▶ _Your goal_: Give the lines of the material below as a JSON list of strings, one string per line with blank lines left out, covering only the part that opens with the line containing "Q: For the photo above, point to the dark water, giving" and runs through the end of the material.

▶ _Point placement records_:
##########
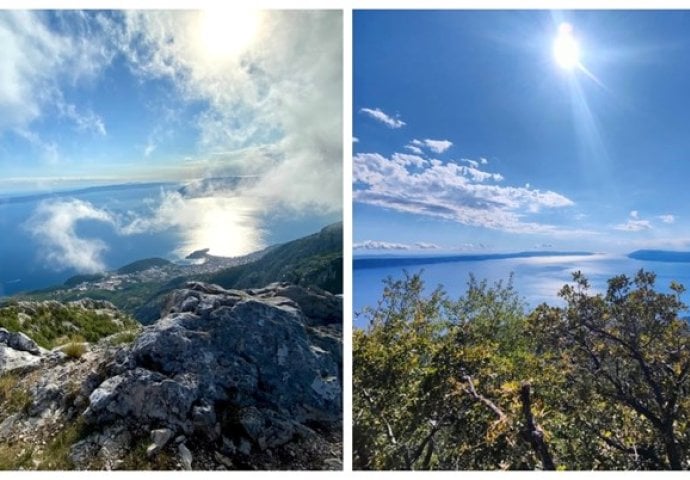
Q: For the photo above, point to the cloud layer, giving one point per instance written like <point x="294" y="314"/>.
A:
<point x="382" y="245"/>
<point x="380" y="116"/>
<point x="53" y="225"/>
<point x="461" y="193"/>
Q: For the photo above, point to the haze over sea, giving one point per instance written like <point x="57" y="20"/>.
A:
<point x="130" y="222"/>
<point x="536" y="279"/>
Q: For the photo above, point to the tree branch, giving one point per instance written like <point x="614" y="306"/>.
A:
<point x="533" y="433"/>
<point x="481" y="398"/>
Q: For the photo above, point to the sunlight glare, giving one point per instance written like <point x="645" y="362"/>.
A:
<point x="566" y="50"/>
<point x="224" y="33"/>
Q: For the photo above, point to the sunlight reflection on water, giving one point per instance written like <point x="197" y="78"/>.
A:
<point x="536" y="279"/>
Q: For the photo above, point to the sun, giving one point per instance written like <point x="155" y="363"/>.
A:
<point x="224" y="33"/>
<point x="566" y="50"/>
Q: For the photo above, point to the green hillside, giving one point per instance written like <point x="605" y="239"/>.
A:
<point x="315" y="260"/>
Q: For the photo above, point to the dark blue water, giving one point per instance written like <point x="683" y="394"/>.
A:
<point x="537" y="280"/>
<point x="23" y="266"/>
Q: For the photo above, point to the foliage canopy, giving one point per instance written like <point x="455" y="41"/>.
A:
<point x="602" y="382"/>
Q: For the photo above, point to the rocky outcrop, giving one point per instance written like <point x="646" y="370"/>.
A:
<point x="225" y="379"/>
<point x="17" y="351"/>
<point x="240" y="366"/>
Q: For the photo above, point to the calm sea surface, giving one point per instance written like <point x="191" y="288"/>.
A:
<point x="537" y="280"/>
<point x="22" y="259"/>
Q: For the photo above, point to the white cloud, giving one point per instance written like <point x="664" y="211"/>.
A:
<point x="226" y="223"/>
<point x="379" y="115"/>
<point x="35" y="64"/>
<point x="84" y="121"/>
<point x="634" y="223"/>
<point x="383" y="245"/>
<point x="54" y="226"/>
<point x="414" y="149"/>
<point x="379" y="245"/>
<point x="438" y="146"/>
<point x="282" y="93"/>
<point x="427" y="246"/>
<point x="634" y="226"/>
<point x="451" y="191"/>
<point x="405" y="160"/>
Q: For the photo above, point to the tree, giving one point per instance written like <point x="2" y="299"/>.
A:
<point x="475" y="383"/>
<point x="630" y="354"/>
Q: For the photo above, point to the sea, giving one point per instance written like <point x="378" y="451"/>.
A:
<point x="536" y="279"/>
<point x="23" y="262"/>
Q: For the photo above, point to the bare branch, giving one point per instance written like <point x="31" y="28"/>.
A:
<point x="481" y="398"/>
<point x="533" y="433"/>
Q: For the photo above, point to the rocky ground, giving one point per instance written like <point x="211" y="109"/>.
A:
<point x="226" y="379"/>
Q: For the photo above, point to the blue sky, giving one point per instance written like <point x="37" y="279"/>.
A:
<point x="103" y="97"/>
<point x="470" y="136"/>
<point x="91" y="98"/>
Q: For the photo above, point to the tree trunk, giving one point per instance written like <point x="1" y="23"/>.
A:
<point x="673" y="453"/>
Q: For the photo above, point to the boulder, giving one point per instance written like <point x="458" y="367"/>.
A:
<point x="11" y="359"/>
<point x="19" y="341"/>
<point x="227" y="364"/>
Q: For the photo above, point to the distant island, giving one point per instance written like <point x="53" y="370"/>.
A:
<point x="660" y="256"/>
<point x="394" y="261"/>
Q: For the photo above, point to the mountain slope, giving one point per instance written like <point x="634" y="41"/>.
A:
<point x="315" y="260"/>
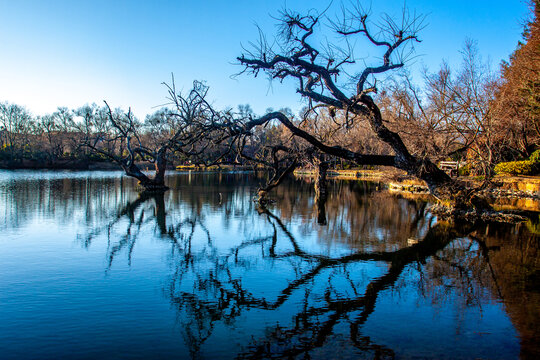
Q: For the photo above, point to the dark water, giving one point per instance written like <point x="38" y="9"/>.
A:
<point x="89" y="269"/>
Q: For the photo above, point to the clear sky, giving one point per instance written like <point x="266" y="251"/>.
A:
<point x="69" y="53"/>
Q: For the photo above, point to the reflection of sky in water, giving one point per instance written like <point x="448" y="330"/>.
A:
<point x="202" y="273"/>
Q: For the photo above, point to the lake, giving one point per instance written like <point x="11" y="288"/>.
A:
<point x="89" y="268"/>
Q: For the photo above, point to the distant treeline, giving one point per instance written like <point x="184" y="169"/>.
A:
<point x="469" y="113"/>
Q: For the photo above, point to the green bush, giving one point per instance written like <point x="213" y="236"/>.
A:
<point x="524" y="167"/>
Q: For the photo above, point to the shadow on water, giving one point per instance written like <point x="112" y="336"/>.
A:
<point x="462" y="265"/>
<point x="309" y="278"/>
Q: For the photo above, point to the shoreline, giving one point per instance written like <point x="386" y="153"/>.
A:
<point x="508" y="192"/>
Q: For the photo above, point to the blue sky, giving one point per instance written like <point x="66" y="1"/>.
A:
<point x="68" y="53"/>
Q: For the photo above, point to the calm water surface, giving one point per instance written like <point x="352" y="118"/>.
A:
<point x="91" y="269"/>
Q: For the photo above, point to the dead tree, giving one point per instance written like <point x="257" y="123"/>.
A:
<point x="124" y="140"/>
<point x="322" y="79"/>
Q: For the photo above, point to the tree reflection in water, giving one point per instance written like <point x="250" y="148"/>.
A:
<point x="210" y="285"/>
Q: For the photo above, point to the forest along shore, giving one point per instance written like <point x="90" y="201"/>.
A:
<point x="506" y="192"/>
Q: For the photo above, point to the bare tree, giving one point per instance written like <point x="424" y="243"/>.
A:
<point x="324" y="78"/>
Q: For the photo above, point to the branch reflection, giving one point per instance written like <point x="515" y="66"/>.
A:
##########
▶ _Result_:
[
  "Q: For the photo above, point to the dark water, giving one point per instance written like <point x=\"38\" y=\"9\"/>.",
  "A:",
  "<point x=\"89\" y=\"269\"/>",
  "Q: For the photo above, point to the clear sky, giving one point per instance written like <point x=\"266\" y=\"251\"/>.",
  "A:",
  "<point x=\"69\" y=\"53\"/>",
  "Q: For the photo above, point to the reflection of sky in water, giving one point per instance written like <point x=\"448\" y=\"330\"/>.",
  "A:",
  "<point x=\"202\" y=\"273\"/>",
  "Q: For the photo above, point to the lake, giving one point per instance written like <point x=\"11\" y=\"288\"/>.",
  "A:",
  "<point x=\"89\" y=\"268\"/>",
  "Q: For the photo above, point to the distant treeline, giving one point per instance written like <point x=\"184\" y=\"169\"/>.",
  "A:",
  "<point x=\"469\" y=\"113\"/>",
  "Q: For the photo above, point to the green bush, giving one point per instance written like <point x=\"213\" y=\"236\"/>.",
  "A:",
  "<point x=\"524\" y=\"167\"/>",
  "Q: For the photo above, point to the shadow on water, giving one point per instance written like <point x=\"112\" y=\"336\"/>.",
  "A:",
  "<point x=\"462\" y=\"265\"/>",
  "<point x=\"309\" y=\"278\"/>",
  "Q: For the photo above, point to the shoreline, giving one point per instance written like <point x=\"386\" y=\"153\"/>.",
  "A:",
  "<point x=\"508\" y=\"192\"/>",
  "Q: For the photo above, point to the blue sky, giving one point per instance written like <point x=\"66\" y=\"1\"/>.",
  "A:",
  "<point x=\"68\" y=\"53\"/>",
  "Q: For the photo above, point to the calm water surface, giving one point per instance written like <point x=\"352\" y=\"118\"/>.",
  "A:",
  "<point x=\"91\" y=\"269\"/>",
  "Q: For the photo above, point to the dead tree, giving one point per instance written like <point x=\"257\" y=\"123\"/>.",
  "A:",
  "<point x=\"124\" y=\"140\"/>",
  "<point x=\"322\" y=\"79\"/>",
  "Q: For the photo above, point to the tree reflection in water, giving one point per instance written like <point x=\"250\" y=\"148\"/>.",
  "A:",
  "<point x=\"210\" y=\"285\"/>",
  "Q: For the photo above, point to the forest along shore, giving one point per instance written like <point x=\"90\" y=\"201\"/>.",
  "A:",
  "<point x=\"506\" y=\"192\"/>",
  "Q: For the photo above, point to the bare tree, giving one point per instance written like <point x=\"424\" y=\"243\"/>.",
  "A:",
  "<point x=\"324\" y=\"78\"/>",
  "Q: For the photo above, point to the branch reflection, giving one point per instance written like <point x=\"515\" y=\"66\"/>.",
  "A:"
]